» Data extract

- - -

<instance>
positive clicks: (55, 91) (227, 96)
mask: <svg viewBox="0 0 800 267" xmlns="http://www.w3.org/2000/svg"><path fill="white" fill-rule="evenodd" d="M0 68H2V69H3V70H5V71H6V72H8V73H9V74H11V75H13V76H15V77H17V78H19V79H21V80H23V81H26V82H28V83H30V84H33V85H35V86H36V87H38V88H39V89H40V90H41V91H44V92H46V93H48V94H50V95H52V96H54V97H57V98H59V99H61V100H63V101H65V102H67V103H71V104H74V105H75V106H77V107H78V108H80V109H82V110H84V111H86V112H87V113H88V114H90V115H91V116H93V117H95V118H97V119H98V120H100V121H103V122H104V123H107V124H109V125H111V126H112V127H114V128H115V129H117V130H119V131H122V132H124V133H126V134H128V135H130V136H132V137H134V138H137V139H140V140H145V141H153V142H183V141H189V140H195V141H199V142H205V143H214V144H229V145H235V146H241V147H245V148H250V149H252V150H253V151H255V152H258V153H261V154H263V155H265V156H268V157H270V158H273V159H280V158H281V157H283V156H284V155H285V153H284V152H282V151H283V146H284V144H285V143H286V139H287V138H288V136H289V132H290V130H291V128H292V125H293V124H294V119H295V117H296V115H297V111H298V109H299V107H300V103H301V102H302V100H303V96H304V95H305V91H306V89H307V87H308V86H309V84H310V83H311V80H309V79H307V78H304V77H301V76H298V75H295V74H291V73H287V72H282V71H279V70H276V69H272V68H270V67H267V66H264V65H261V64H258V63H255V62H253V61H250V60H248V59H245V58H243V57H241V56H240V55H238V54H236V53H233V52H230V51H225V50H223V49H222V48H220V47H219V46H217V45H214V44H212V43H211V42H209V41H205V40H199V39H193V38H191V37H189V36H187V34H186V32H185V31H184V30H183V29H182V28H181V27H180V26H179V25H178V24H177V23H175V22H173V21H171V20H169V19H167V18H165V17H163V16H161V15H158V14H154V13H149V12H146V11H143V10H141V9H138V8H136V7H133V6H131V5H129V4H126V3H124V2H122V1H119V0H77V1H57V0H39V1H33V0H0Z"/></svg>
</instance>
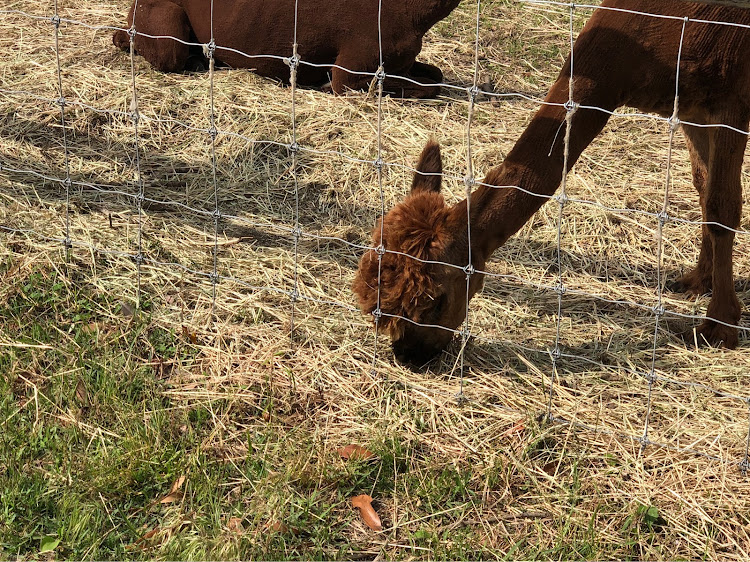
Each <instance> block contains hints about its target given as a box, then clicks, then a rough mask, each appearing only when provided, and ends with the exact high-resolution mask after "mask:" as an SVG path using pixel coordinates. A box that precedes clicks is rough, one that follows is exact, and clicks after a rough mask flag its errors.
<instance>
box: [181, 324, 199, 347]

- - -

» About this exercise
Scan the material for the word "instance". Return every line where it is found.

» Solution to this exercise
<instance>
</instance>
Each <instance> block contains hints about its target given as a box, then clicks, then a rough mask, each appearing only when provided, and ends with the exact high-resolution mask after "mask:" as an SVG path using pixel coordinates. A box that precedes clicks is rough, one that follows is exact, and clicks after a rough mask flag its errors.
<instance>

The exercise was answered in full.